### TEXTABSCHNITT
◆ ◆ ◆ ◆ ◆ ◆ ◆

Sportlich bietet ihr die Bundesliga genau das Level, um wieder fit zu werden und sich weiterzuentwickeln. Die Rückkehr ins dänische Nationalteam ist ihr Ziel, das sie von Potsdam aus anvisiert. Auch wenn der sechsfache Deutsche Meister und zweimalige Europapokalsieger seit mehreren Jahren den potenten Liga-Größen des VfL Wolfsburg und des FC Bayern München den Rang abgetreten hat und die internationale Bühne der Champions League von anderen Klubs bespielt wird, fühlt sich Karoline Smidt genau richtig an der Havel. „Für mich ist Champions League nicht alles“, sagt sie, wobei das Ziel durchaus greifbarer wird: In dieser Saison werden sich die ersten drei Teams der Bundesliga für die europäische Königsklasse qualifizieren.

„Unser Ziel ist der dritte Rang“, formulierte dieser Tage Trainer Chahed das Saisonziel und vermutet, dass sich Turbine mit Eintracht Frankfurt, der TSG Hoffenheim und auch der SGS Essen um diese Position duellieren wird. Die ersten vier Spiele hätten bereits einen guten Eindruck vermittelt, wie sich die Saison entwickelt. Nach drei Siegen und einem Unentschieden steht Turbine aktuell auf dem vierten Tabellenplatz.

Für Karoline Smidt wird es erst in der übernächsten Woche weitergehen, wenn mit dem FC Bayern München ein Titelaspirant ins heimische Karl-Liebknecht-Stadion kommt. Bis dahin wird sie tun, was sie gelernt hat: sich gedulden. Nur bei einer Sache geht es ihr offenbar nicht schnell genug. Ein Instagramfoto, auf dem sich langsam eine Tasse mit Espresso füllt, hat sie unterschrieben mit „Ungeduldig warten!“ „Ich mag Kaffee sehr“, sagt sie. Noch ein „K“, das zum Bild der Dänin gehört.

◆ ◆ ◆ ◆ ◆ ◆ ◆

### ÜBUNGSDATEN
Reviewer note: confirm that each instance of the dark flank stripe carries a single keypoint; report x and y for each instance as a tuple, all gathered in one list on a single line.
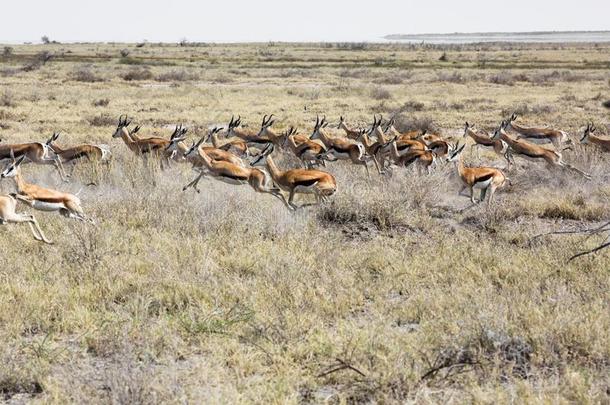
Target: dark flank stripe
[(306, 183), (340, 150), (239, 178), (484, 178)]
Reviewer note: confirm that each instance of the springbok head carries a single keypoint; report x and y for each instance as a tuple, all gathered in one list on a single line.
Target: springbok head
[(454, 151), (466, 128), (265, 125), (179, 135), (288, 133), (320, 124), (261, 159), (234, 123), (499, 130), (121, 128), (588, 131), (12, 169)]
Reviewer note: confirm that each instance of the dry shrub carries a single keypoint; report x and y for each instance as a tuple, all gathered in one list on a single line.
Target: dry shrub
[(102, 120), (85, 75), (8, 100), (411, 106), (102, 102), (177, 76), (503, 78), (453, 77), (138, 74), (380, 93), (405, 123)]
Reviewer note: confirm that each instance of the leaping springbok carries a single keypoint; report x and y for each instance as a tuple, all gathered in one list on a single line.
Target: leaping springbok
[(35, 152), (486, 179), (588, 137), (534, 152), (43, 199), (349, 132), (236, 175), (143, 147), (8, 215), (539, 135), (304, 148), (95, 153), (482, 139), (306, 181), (339, 148)]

◆ ◆ ◆ ◆ ◆ ◆ ◆

### AUFGABENSTELLUNG
Auf welchem Tabellenplatz steht Turbine laut dem Text über Karoline Smidt derzeit? Verwende ausschließlich den Text über Karoline Smidt.

### ERGEBNIS
Turbine steht aktuell auf dem vierten Tabellenplatz.